- [Material for this task]:
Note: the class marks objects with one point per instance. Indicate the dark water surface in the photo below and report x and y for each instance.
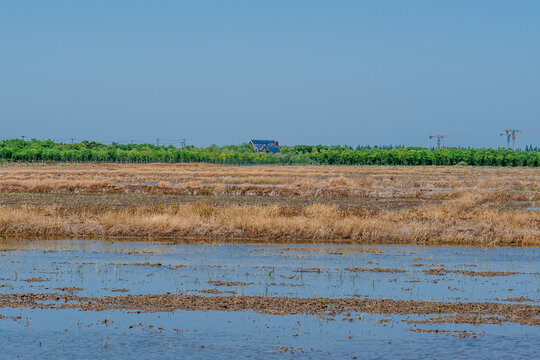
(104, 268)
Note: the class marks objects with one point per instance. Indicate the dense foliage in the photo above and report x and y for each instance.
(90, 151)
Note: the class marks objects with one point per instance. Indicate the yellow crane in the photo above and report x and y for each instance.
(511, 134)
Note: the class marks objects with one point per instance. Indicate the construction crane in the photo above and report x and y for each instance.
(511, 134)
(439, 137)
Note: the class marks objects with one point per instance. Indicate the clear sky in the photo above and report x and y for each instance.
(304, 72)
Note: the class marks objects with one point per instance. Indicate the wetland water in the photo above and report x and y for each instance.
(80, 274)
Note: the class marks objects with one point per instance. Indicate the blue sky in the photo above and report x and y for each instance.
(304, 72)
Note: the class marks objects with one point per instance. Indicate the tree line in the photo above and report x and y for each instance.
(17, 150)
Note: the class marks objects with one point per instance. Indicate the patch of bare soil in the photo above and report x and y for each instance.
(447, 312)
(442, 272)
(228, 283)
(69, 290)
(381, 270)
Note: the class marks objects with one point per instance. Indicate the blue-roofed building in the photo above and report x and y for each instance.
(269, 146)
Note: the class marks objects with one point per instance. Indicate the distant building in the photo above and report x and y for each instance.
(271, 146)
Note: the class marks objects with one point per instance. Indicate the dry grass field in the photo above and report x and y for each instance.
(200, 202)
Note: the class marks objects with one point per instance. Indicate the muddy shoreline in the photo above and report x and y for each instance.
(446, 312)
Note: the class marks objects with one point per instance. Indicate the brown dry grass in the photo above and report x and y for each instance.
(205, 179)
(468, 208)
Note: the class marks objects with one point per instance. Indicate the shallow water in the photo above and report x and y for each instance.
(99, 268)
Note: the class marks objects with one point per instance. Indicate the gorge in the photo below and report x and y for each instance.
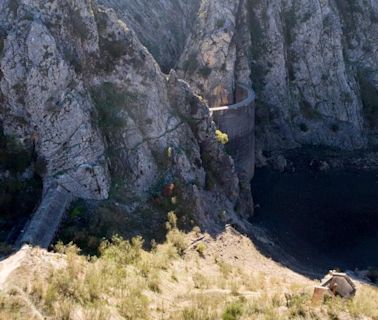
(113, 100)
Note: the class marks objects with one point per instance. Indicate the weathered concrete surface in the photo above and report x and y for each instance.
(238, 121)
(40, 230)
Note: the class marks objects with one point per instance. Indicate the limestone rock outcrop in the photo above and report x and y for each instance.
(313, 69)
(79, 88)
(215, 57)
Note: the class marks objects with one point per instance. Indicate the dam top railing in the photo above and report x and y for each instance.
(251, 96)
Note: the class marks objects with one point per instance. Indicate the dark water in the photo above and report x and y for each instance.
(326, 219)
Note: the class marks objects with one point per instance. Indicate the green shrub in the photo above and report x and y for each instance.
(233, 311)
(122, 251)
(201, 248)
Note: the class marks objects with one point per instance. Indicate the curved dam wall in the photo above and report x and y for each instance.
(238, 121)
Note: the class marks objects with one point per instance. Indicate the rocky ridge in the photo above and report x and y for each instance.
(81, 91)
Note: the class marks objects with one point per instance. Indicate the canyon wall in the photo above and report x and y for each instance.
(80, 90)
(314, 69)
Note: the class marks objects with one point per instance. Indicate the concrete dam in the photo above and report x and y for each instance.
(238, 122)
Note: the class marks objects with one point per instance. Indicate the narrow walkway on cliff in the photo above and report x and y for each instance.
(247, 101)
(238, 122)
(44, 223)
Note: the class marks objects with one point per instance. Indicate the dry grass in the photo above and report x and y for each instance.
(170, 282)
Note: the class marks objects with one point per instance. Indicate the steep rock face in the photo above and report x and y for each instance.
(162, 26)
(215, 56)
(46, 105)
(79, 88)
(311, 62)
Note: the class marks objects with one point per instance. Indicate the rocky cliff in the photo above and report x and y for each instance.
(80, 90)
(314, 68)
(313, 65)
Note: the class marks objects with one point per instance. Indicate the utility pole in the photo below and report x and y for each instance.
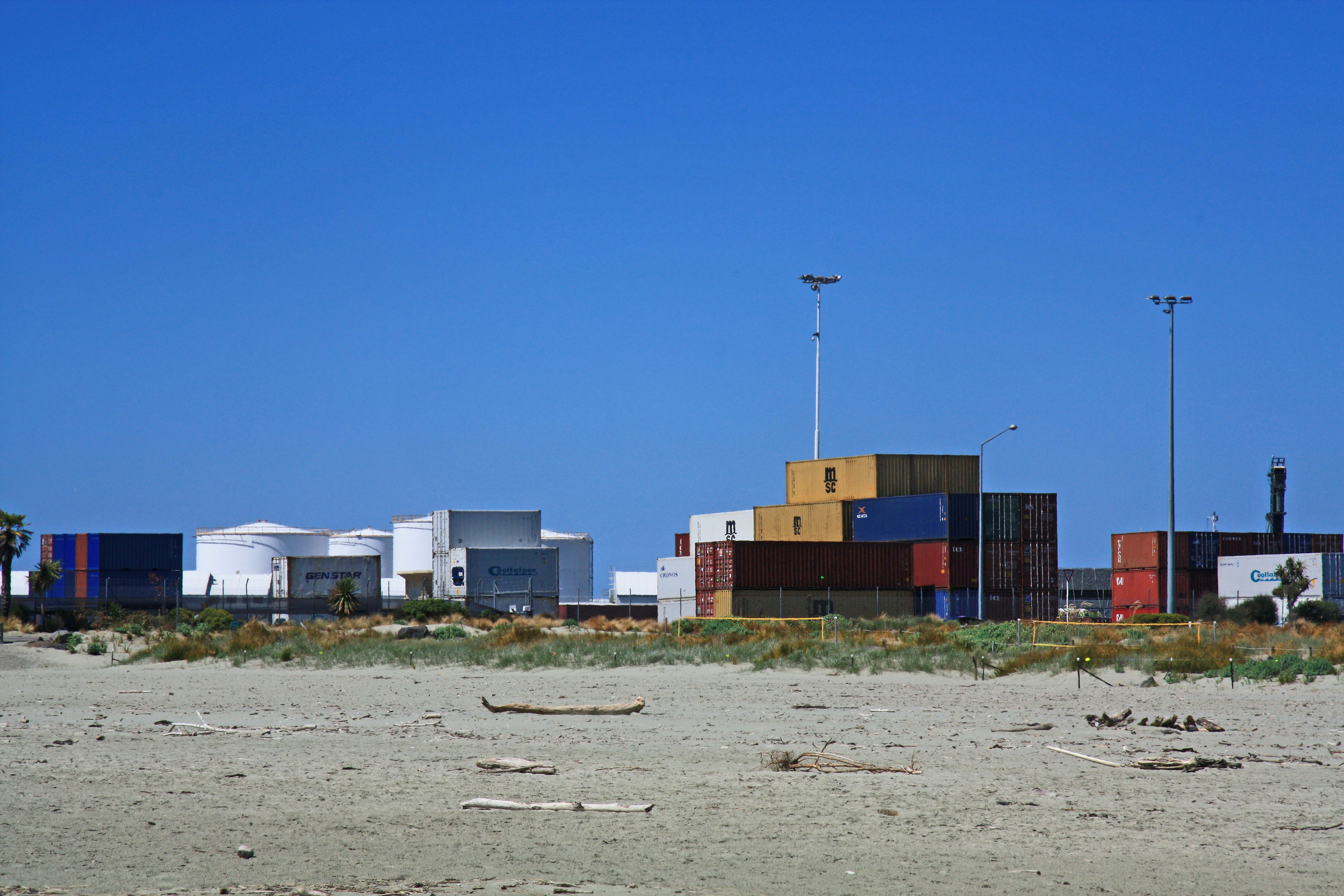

- [Short problem]: Retype every entry verbatim and exclude the pictures from the copy.

- [Output for this exercise]:
Note: the class marks objects with one point per instance. Indicate the dark water surface in the photo below and report x and y for each instance.
(104, 268)
Note: the class marks objects with one point per instance. Indicate the dense foliage in the photo above and report x and y for each instance.
(90, 151)
Note: the class marks objects with one point per instance. Indicate the yellow crane in the photo above and report x and y for each instance.
(511, 134)
Note: the class marks objects with one point per instance. Indicate the construction crane in the photo above and report x and y for each instance.
(511, 134)
(439, 137)
Note: the class marks objects with one point per instance. Indicate the clear sky in the photo above and report x and y for each instance.
(304, 72)
Note: the class marks objects with one point per instance. Indicate the wetland water in the photo above and report x and y for each instance.
(80, 274)
Note: the class marks objects with one point per instance. Indicate the blue sky in the photo above and report x and y for each instance.
(304, 72)
Note: the class marks objects with one point per instance. Indicate the tree line in the photo above and report x and y for each instance.
(17, 150)
Note: the class marks objects with one point per instance. Indicate the patch of bare soil in the photo above and report x and y for each instance.
(447, 312)
(442, 272)
(228, 283)
(69, 290)
(381, 270)
Note: the class marks objects with one point per instance. Indicate the blue-roofed building in the photo above and report x and y for each instance.
(269, 146)
Note: the class marks objects with one point per instance. Indicate the distant building in the photo above and report x and y for each instance.
(271, 146)
Note: the class marks objects with one point per instance. Indicate the dry grass field in the photo above and report x and y for each instance.
(200, 202)
Note: the class marks objects with one point per instance. Indicate the muddy shoreline in the photo above and report x and y for each instance.
(446, 312)
Note: the class marks objects with one point per instance. Indicate the brown dry grass in the photo above and report x and y for each instance.
(205, 179)
(468, 208)
Note: the class marks objects with one point per instance. Indicate the shallow water in the photo above and report x and y for each instance.
(99, 268)
Note: the class marks objects with one point per instance. Indicate the gorge in the photo below and report x and y for each instance.
(113, 100)
Note: the class marks objects with one point per instance. Indicate the weathered concrete surface in the photo above and report x and y for each instance.
(238, 121)
(40, 230)
Note: the class marks objects with one point per instance. Indicate the limestone rock outcrop in the photo above and report x and y for each instance.
(313, 69)
(79, 88)
(215, 57)
Note: the class marks objects with one point per instance. Indicate the dam top railing in the photo above and report x and y for each instance.
(251, 96)
Note: the class marks objects with one point per instance. Indicate the dark water in the photo above and report x and y for each instance.
(326, 219)
Note: the class marks objects with one point per instance. Indicate the green shrub in the photo above and report x and y for each instance.
(233, 311)
(122, 251)
(201, 248)
Note: the class marks objects with one point per instance. Indicate the curved dam wall in the photo above and report x and y for each instance.
(238, 121)
Note: the class marks objects with one point per instance. Indicate the rocky ridge in the photo above and report x and y for each instance.
(81, 91)
Note: the class marks objects with one point per instance. Indicate the canyon wall in the photo above and report x and y for each instance.
(80, 90)
(314, 69)
Note: the class marks objects with one point per instance. Indicate the concrete dam in the photo above and report x and y for each instance.
(238, 122)
Note: the class marks objects with one point per instance. Indicate the narrow walkway on cliff in the photo above and report x and y for each instance.
(247, 101)
(238, 122)
(44, 223)
Note: the class marks objects with one point per instance. Indicate the dry grass in the photo above and report x and y for each instance.
(170, 282)
Note: the class marks objects with one point per instance. Indicate the steep rock face in the photo above and report x and y for each instance.
(162, 26)
(215, 56)
(46, 105)
(79, 88)
(311, 62)
Note: the class marks objects with one point per instance. Indicate the rocky cliff in the photo above and report x and y for each instance.
(80, 90)
(314, 68)
(313, 65)
Note: the class marks objects with one point per instance. Indicate the utility pole in the photo below and report x and y for each instance.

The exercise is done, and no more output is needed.